━━━ Supplied text

Heading into the season, the Detroit frontcourt looked like it could be either a really great idea (tons of talent) or really crowded (tons of talent). How has it worked so far?
Well, about as well as the record indicates. Some aspects have worked well. Andre Drummond and Greg Monroe have absolutely been able to thrive in a frontcourt together despite expectations to the contrary. The two have staked their claim as the best young pair in the league, led by Drummond's superstar potential and Monroe's steadiness.
Josh Smith's addition though...it's not gone well. As you can see from the numbers, his production has taken a huge drop across the board shifting to small forward. For most of the season he's drifted around the perimeter on offense and been lost defensively. He's had three relatively strong games in a row, which has inspired some hopes among some Pistons fans that he's turned the corner. Mo Cheeks has been taking advantage of his size advantage against most small forwards to run plays for him, backing down his defender for a high percentage shot. But this newfound commitment to the paint is still very questionable. In short, if you guys wanted to trade for him that would be really cool of you.
Do you foresee any moves being made in the frontcourt or anywhere else?
Not really. The presumption from pundits that Joe Dumars would trade Monroe after signing Smith was really a bad idea, and Moose's early play this year looks to have solidified his long-term future in Detroit. Dumars is also unlikely to start shopping Smith this early in the experiment unless something dramatic occurs. Even Rodney Stuckey's expiring contract looks unlikely to be dealt, as he's been a crucial offensive weapon off the bench.
There's plenty of hope in the DBB fanbase that Smith is moved as early as possible (Smith for Ben Gordon has been a popular suggestion), but most expect to see the season play out with the roster as is.
Andre Drummond is a beast and it looks like any concerns that surrounded him during the draft are all but forgotten. What has he and/or the team done to help make this jump in performance?
Focused on his strengths, defense and the glass. He was handed bite-sized pieces last year, ensuring that he could keep his focus and energy consistent throughout the game. As his role has increased this year, he's actually seen an increase in productivity - which seemed unthinkable after a rookie year that was incredibly productive on a per minute basis. Offensively, his primary impact is on misses and in the pick and roll, and he's an incredible weapon on both. He's not a post threat at this point, but occasionally shows flashes that this may come in the future.
In addition to being a dominant force on the court, it should also be noted that he seems like a truly likable guy. The Pistons have been incredibly fortunate to luck in to this individual being a part of the franchise.
Josh Smith is a special talent but his affinity for the three-point shot can be worrisome. He's already taken 114 this season, but is on pace to hit more than he ever has in a single season. So is it really a concern for this team?
Absolutely. He's taken the 27th most three pointers in the league, but is shooting 26 percent. Between the three pointers and long twos, he's been toxic to the offense's efficiency. If he's going to turn around his tenure with the Pistons, it's going to require abandoning the jumper and finding as many opportunities to get into the paint as possible.
Given the state of the East the Pistons might not need to do a whole lot to grab a playoff spot, but what areas does this team still need to address?
With the personnel on the roster, it seems that the Pistons defense should be much better than it is. They've spent most of the season below average, although Kentavious Caldwell-Pope's insertion into the starting lineup has helped. But Smith has struggled to keep track of his man and allowed far too many open looks, the frontcourt has struggled mightily stopping the pick and roll, and Brandon Jennings is certainly not an asset on the defensive end. There's plenty of talent available for improvements, but it may take some changes in rotations and schemes to see results.

━━━━━━
━━━ Dataset entries

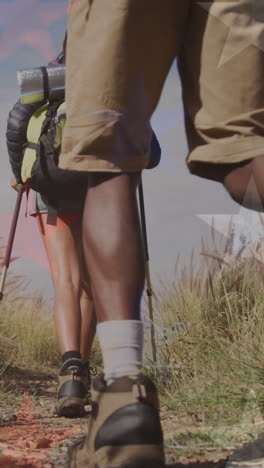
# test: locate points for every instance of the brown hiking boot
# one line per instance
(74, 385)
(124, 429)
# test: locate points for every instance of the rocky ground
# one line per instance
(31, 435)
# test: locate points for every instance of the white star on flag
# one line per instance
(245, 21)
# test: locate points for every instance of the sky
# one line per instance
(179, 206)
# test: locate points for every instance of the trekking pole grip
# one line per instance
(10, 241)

━━━━━━
━━━ Dataset entries

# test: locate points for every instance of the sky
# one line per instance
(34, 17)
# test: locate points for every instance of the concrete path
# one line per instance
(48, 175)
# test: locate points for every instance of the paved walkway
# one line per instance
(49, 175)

━━━━━━

Work item A: Can you condense the paragraph of the Pistons interview that begins "Not really. The presumption from pundits" into a short bulleted list that keeps its main facts?
Work item B: Could you print the part of the Pistons interview starting with "Not really. The" and going on through "jump in performance?"?

Problem solution A:
- Few moves are expected, in the frontcourt or elsewhere.
- Pundits presumed Joe Dumars would trade Monroe after signing Smith. That was a bad idea, and Moose's early play this year looks to have solidified his long-term future in Detroit.
- Dumars is unlikely to shop Smith this early in the experiment unless something dramatic occurs.
- Rodney Stuckey's expiring contract also looks unlikely to be dealt, since he has been a crucial offensive weapon off the bench.

Problem solution B:
Not really. The presumption from pundits that Joe Dumars would trade Monroe after signing Smith was really a bad idea, and Moose's early play this year looks to have solidified his long-term future in Detroit. Dumars is also unlikely to start shopping Smith this early in the experiment unless something dramatic occurs. Even Rodney Stuckey's expiring contract looks unlikely to be dealt, as he's been a crucial offensive weapon off the bench.
There's plenty of hope in the DBB fanbase that Smith is moved as early as possible (Smith for Ben Gordon has been a popular suggestion), but most expect to see the season play out with the roster as is.
Andre Drummond is a beast and it looks like any concerns that surrounded him during the draft are all but forgotten. What has he and/or the team done to help make this jump in performance?